• Given information:
##############################
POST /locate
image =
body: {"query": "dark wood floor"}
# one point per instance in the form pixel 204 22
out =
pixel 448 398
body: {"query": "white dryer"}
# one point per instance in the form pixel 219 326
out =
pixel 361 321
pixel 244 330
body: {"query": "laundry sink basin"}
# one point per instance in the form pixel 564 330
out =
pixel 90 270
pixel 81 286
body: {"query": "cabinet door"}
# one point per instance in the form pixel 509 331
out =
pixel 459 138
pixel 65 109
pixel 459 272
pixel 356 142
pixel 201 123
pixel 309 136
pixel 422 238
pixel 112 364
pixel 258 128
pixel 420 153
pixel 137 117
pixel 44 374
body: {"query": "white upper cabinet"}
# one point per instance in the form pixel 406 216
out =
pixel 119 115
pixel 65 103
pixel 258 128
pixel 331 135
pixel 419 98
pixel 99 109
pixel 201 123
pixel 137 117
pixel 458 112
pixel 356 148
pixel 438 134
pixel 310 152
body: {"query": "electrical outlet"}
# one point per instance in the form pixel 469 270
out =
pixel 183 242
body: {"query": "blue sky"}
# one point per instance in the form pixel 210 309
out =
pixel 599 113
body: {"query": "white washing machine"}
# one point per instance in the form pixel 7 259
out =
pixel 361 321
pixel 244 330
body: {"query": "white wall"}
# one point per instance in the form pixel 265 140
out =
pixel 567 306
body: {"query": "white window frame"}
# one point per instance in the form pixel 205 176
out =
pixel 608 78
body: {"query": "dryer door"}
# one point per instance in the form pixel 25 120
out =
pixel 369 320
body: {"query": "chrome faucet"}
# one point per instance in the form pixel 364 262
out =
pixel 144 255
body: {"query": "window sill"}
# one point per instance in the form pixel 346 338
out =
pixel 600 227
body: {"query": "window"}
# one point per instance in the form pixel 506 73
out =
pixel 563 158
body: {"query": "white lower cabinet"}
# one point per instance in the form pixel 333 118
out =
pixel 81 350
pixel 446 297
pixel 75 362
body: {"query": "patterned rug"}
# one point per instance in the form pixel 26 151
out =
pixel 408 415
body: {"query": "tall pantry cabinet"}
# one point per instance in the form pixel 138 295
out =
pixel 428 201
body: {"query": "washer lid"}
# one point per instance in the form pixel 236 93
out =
##############################
• Problem details: From the entries, copy every line in which the word "door" occurs.

• Response to this exercise:
body: {"query": "cabinet door"}
body: {"query": "dryer door"}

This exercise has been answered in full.